PROBLEM | Pick out every line in the items below that contains the string "grass", and copy each of those lines. Only matches with the same uppercase and lowercase letters count.

Dataset excerpt
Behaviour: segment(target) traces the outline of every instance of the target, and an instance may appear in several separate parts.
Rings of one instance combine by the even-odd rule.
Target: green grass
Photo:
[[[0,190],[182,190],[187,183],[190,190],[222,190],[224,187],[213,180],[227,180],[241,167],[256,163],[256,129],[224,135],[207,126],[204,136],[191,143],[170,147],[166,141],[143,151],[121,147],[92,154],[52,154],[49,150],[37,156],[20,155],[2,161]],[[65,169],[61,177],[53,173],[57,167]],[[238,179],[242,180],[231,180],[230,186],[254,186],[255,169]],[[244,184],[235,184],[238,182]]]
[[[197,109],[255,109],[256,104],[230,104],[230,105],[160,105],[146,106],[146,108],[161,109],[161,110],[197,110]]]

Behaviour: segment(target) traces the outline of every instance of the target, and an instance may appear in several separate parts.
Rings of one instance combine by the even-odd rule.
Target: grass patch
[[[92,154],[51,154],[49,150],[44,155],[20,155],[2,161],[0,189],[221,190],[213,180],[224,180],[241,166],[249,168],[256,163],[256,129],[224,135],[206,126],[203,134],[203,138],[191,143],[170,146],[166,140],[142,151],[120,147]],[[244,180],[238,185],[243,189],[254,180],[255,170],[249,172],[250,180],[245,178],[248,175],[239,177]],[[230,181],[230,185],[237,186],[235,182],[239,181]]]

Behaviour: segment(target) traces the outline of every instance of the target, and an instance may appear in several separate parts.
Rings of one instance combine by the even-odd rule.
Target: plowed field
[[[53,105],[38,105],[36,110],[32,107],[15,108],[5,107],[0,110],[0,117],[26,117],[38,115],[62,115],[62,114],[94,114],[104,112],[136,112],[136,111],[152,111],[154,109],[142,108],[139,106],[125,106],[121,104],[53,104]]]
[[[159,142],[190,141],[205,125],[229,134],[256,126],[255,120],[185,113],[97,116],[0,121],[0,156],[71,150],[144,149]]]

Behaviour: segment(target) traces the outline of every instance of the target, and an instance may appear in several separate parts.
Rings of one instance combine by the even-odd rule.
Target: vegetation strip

ANSWER BELOW |
Target: green grass
Target: grass patch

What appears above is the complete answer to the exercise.